> _LA CONSIGNA_
Por favor, reproduce sin cambios el fragmento del texto extraído que va de "En esta consulta" a "de todas ellas.".

> _TEXTO EXTRAÍDO_
En esta consulta que el Consejo hizo al rey, se consideraba también la falta de municiones, armas y pertrechos en las plazas de la costa de Andalucía y África, así como la necesidad de que se diera providencia para la defensa y seguridad de todas ellas.
El desprestigio en Marruecos, no sólo de Inglaterra sino de los cristianos, fue grande y repercutió enseguida sobre las posesiones españolas. Pasados cinco años, en 1689, Muley Ismail, aliado con el rey de Francia, Luís XIV, envió al gobernador tetuaní Alí Ben Abdalá a sitiar la plaza de Larache con 16.000 hombres y cinco fragatas. Ésta resistió durante cinco meses, gracias a los socorros recibidos, pero al final capituló, dándose por perdida y haciendo esclava a su guarnición, compuesta de 1600 hombres. Esta pérdida y los consiguientes éxitos de Muley Ismail dieron en Ceuta anuncios evidentes de que sus soldados no quedarían satisfechos si no probaban fortuna sobre esta plaza.

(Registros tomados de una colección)

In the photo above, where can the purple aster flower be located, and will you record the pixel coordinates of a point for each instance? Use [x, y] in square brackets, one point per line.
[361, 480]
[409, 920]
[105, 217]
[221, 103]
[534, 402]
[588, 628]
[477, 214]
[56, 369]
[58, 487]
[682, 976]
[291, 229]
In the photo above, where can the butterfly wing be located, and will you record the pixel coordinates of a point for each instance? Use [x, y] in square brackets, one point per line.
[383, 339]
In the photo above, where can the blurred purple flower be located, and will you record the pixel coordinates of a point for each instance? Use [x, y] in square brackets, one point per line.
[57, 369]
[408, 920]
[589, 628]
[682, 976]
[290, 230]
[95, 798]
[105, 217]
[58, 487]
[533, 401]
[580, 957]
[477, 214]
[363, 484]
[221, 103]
* * *
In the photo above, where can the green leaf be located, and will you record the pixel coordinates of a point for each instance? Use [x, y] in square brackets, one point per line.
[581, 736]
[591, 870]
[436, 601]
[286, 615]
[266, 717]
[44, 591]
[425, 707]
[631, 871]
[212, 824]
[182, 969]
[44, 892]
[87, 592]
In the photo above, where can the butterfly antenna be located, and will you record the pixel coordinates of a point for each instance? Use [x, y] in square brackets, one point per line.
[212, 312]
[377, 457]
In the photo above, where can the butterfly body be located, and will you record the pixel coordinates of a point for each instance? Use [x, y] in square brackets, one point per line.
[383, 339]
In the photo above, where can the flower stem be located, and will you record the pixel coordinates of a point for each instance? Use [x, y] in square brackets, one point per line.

> _PROBLEMA RESUELTO_
En esta consulta que el Consejo hizo al rey, se consideraba también la falta de municiones, armas y pertrechos en las plazas de la costa de Andalucía y África, así como la necesidad de que se diera providencia para la defensa y seguridad de todas ellas.